> _EXERCISE DESCRIPTION_
Line by line, set down the records below from the first line through the line containing "Find the open". Omit the pictures.

(INPUT begins)

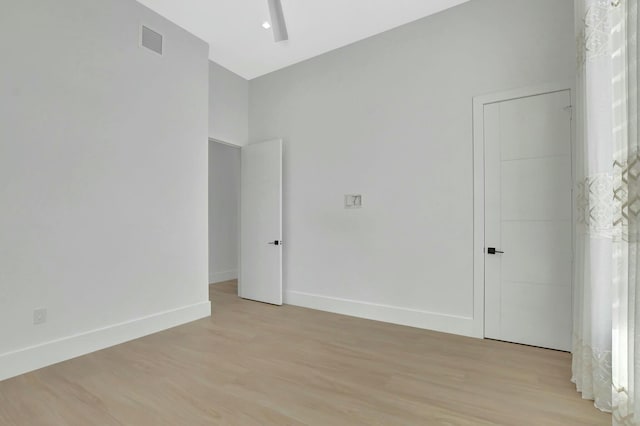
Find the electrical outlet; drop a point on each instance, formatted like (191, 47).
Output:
(39, 316)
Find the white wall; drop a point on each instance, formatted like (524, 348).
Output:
(228, 106)
(391, 118)
(103, 178)
(224, 203)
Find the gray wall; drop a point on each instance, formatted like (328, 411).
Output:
(224, 203)
(391, 118)
(228, 106)
(103, 178)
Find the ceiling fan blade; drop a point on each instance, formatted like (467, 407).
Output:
(277, 21)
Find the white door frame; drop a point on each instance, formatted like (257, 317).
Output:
(478, 183)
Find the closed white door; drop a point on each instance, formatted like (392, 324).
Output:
(261, 223)
(528, 220)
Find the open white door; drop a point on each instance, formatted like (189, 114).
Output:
(261, 223)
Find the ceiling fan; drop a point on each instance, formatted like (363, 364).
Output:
(277, 21)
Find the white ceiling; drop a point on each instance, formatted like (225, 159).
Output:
(239, 43)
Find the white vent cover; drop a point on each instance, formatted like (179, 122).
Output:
(151, 40)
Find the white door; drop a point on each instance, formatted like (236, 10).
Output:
(261, 223)
(528, 216)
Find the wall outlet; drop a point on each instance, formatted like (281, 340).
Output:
(39, 316)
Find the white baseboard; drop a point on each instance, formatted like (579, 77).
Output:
(220, 277)
(48, 353)
(396, 315)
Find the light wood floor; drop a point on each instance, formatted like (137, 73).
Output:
(255, 364)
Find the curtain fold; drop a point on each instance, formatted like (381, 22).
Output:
(593, 260)
(607, 274)
(626, 207)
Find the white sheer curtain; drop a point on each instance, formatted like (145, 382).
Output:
(594, 192)
(607, 278)
(626, 209)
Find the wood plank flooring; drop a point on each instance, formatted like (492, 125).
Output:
(256, 364)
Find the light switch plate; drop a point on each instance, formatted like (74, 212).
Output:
(353, 201)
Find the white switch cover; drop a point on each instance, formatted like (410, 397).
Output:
(39, 316)
(353, 201)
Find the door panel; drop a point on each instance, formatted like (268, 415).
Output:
(536, 189)
(261, 223)
(528, 212)
(535, 314)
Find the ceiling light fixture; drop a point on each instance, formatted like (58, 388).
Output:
(277, 21)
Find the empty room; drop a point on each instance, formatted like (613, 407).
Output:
(319, 212)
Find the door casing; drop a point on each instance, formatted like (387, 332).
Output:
(479, 183)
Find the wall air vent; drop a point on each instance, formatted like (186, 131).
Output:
(151, 40)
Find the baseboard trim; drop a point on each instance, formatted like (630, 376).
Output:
(393, 314)
(42, 355)
(220, 277)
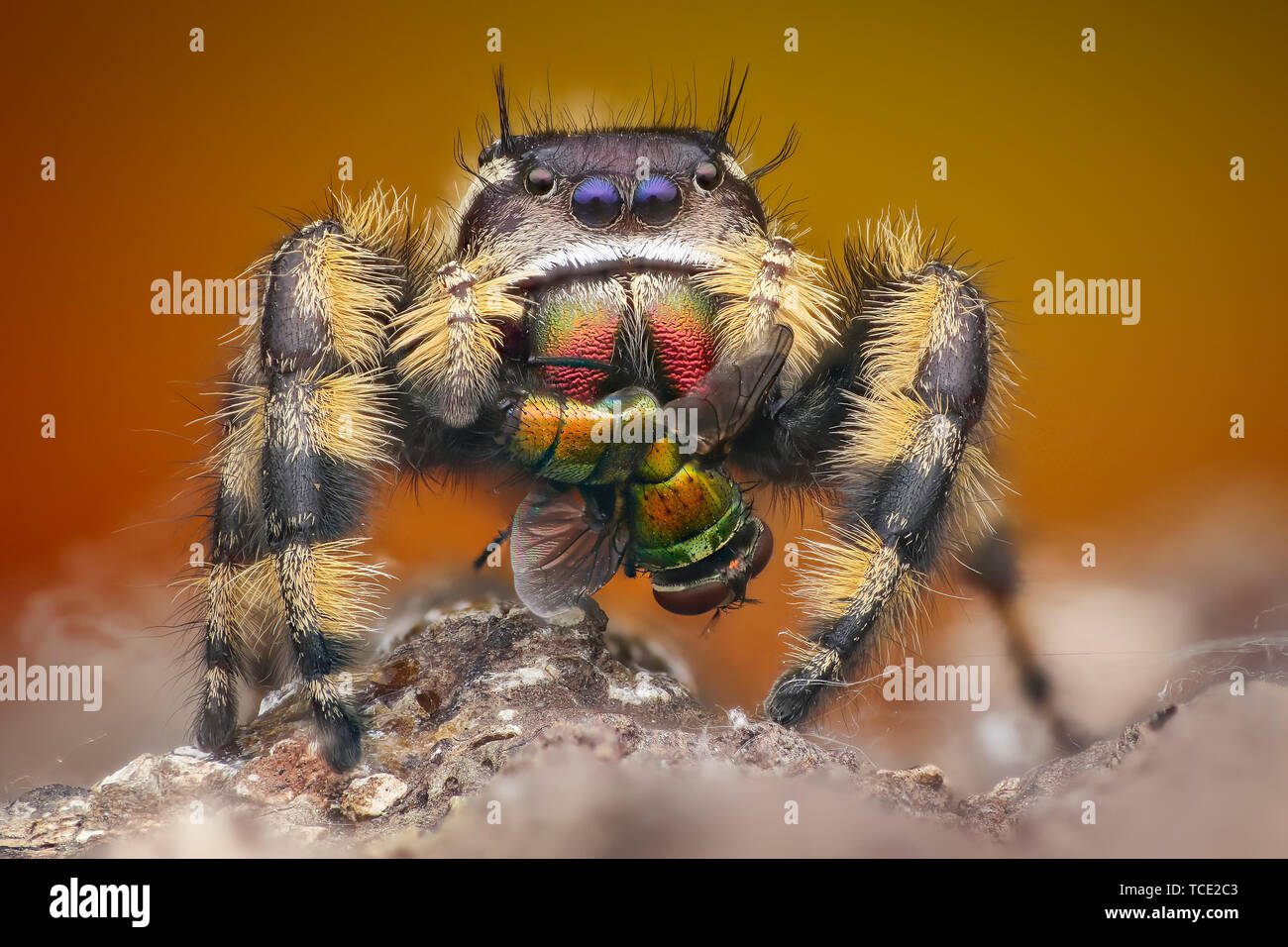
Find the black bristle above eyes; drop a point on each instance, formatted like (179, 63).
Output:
(671, 114)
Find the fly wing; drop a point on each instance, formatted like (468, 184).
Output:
(732, 393)
(563, 548)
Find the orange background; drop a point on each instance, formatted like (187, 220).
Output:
(1106, 165)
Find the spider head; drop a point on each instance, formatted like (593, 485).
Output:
(571, 204)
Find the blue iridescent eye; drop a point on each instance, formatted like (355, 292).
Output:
(596, 202)
(656, 200)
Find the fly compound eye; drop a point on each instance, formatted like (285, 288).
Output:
(696, 599)
(707, 175)
(596, 202)
(539, 180)
(656, 201)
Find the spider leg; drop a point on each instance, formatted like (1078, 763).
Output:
(901, 415)
(449, 341)
(991, 566)
(307, 433)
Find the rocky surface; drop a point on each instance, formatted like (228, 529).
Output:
(494, 732)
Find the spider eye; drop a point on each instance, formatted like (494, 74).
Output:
(656, 200)
(707, 175)
(539, 180)
(596, 202)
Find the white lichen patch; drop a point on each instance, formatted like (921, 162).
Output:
(520, 677)
(372, 795)
(645, 690)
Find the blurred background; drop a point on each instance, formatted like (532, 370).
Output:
(1113, 163)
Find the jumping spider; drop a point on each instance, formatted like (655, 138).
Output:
(591, 274)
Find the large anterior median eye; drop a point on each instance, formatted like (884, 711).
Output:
(656, 200)
(595, 202)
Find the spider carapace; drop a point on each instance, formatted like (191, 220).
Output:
(622, 279)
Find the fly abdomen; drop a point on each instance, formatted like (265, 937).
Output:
(684, 518)
(559, 438)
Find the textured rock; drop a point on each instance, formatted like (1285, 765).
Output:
(496, 732)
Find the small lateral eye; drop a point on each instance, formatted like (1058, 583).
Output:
(707, 175)
(539, 180)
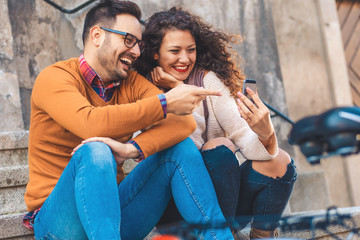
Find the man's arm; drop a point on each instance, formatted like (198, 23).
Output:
(181, 100)
(57, 94)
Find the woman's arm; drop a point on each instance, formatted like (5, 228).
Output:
(228, 117)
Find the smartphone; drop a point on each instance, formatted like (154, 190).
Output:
(250, 83)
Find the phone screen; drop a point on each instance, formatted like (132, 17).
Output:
(250, 83)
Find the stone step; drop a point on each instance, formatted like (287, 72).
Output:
(13, 148)
(11, 226)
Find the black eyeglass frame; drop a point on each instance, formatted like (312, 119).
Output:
(141, 43)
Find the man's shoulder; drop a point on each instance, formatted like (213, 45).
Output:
(60, 69)
(135, 76)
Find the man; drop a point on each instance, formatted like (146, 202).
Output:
(96, 95)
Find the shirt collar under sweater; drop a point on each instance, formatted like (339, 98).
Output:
(95, 80)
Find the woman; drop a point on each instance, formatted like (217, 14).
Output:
(180, 49)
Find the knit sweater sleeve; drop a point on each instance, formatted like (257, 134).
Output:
(228, 117)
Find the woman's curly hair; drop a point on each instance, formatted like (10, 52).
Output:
(212, 46)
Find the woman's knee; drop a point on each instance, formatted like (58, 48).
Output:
(276, 167)
(215, 142)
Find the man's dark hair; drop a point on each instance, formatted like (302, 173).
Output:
(104, 14)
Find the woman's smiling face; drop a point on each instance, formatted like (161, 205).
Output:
(177, 53)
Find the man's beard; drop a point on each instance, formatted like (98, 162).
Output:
(114, 71)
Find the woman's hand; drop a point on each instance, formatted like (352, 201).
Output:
(256, 114)
(164, 80)
(121, 151)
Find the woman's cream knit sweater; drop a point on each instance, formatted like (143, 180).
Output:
(225, 121)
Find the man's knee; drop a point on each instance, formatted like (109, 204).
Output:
(213, 143)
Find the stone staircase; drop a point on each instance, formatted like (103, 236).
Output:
(14, 177)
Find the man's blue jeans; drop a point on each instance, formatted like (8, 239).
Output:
(87, 203)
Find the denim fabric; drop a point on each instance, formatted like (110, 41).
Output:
(264, 197)
(87, 203)
(243, 192)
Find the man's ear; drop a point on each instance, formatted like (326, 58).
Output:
(97, 36)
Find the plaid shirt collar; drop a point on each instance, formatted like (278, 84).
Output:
(95, 80)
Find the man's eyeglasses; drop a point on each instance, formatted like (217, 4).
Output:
(130, 40)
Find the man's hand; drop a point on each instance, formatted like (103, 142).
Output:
(121, 151)
(164, 80)
(183, 99)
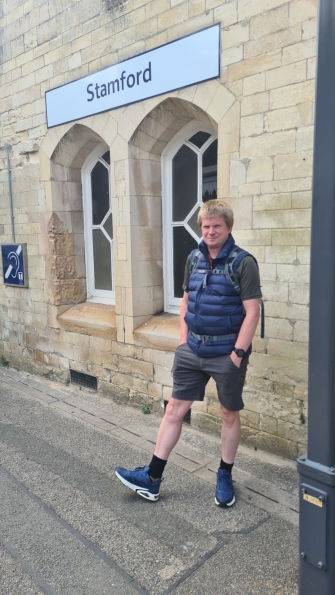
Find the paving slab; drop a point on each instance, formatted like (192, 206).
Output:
(69, 526)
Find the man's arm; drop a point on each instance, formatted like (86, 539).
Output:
(248, 328)
(183, 325)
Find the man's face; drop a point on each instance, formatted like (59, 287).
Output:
(214, 232)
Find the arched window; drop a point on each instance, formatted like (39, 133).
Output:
(189, 173)
(98, 225)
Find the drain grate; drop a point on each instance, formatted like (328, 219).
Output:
(187, 417)
(85, 380)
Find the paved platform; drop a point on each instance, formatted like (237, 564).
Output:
(68, 526)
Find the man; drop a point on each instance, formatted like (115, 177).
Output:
(218, 317)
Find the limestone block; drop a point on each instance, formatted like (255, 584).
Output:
(232, 55)
(296, 165)
(224, 13)
(252, 125)
(279, 186)
(301, 329)
(253, 237)
(309, 29)
(223, 175)
(280, 254)
(174, 15)
(155, 390)
(234, 35)
(277, 40)
(291, 349)
(299, 293)
(255, 104)
(252, 189)
(268, 272)
(136, 368)
(291, 237)
(242, 208)
(281, 219)
(311, 68)
(290, 117)
(273, 202)
(301, 10)
(254, 65)
(286, 75)
(303, 254)
(254, 84)
(229, 129)
(287, 310)
(237, 173)
(221, 103)
(293, 273)
(305, 138)
(301, 200)
(260, 169)
(269, 22)
(247, 9)
(268, 144)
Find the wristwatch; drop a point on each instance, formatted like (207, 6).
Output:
(239, 352)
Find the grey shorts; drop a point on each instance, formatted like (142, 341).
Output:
(191, 374)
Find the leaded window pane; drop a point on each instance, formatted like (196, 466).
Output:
(184, 182)
(193, 222)
(209, 172)
(100, 193)
(108, 225)
(199, 139)
(183, 243)
(102, 261)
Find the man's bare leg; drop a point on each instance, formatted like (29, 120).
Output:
(230, 434)
(170, 428)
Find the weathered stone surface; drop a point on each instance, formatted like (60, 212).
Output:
(91, 319)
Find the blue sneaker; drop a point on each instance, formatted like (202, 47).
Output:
(140, 482)
(224, 495)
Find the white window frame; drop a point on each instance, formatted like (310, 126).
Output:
(171, 303)
(94, 295)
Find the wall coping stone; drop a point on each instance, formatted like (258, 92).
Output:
(90, 319)
(160, 332)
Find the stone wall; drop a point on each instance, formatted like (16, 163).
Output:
(262, 110)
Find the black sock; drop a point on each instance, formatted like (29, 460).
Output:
(156, 467)
(226, 466)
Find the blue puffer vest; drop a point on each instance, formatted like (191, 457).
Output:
(214, 306)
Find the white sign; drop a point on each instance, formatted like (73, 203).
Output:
(178, 64)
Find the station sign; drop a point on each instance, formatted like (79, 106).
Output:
(187, 61)
(14, 264)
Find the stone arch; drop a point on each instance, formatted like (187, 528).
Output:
(63, 225)
(144, 263)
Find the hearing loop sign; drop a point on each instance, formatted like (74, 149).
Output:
(14, 264)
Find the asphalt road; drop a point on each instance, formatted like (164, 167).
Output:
(69, 527)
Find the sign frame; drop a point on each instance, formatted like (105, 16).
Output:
(57, 97)
(15, 256)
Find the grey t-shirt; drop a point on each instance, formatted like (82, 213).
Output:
(247, 276)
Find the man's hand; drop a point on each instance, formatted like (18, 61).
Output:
(235, 359)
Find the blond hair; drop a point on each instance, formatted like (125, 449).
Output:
(216, 208)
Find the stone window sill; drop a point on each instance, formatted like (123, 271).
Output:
(159, 332)
(90, 319)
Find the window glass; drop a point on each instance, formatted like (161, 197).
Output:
(184, 182)
(183, 243)
(100, 193)
(199, 139)
(106, 157)
(108, 226)
(102, 261)
(209, 172)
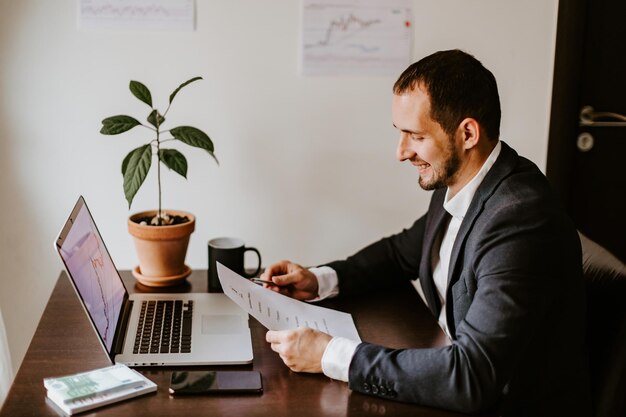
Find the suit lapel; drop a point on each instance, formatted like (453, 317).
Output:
(432, 234)
(501, 168)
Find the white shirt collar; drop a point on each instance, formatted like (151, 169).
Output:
(457, 206)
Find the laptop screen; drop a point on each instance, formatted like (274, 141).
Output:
(92, 270)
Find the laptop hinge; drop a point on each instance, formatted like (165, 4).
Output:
(118, 344)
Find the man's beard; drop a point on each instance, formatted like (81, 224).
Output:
(442, 176)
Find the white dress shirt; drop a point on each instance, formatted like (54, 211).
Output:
(338, 354)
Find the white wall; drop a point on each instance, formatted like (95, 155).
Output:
(307, 164)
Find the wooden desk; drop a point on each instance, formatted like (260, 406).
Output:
(58, 350)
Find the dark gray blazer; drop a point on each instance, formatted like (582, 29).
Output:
(515, 303)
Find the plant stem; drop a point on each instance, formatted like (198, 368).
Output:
(160, 217)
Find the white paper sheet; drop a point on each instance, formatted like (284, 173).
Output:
(356, 37)
(278, 312)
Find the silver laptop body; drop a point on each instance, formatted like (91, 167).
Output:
(199, 328)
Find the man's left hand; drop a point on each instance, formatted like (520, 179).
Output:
(301, 349)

(INPUT ends)

> _WRITTEN REPLY_
Find the electrical outlet; drop a point on each instance, formatted like (191, 47).
Output:
(39, 316)
Find the white wall; drop a point on each instance, formatted like (524, 348).
Output:
(228, 106)
(391, 118)
(103, 178)
(224, 203)
Find the gray wall; drop a point on each instance, formatted like (328, 411).
Output:
(224, 203)
(391, 118)
(228, 106)
(103, 178)
Find the ceiling fan blade; drop a point on each instance, formatted like (467, 407).
Output:
(277, 21)
Find the white door frame; drop a point on each instance, formatted like (257, 317).
Output:
(478, 183)
Find the closed white door; drop a point on each instance, formatted like (392, 324).
Output:
(261, 223)
(528, 220)
Find the open white door; drop a point on each instance, formatted like (189, 114).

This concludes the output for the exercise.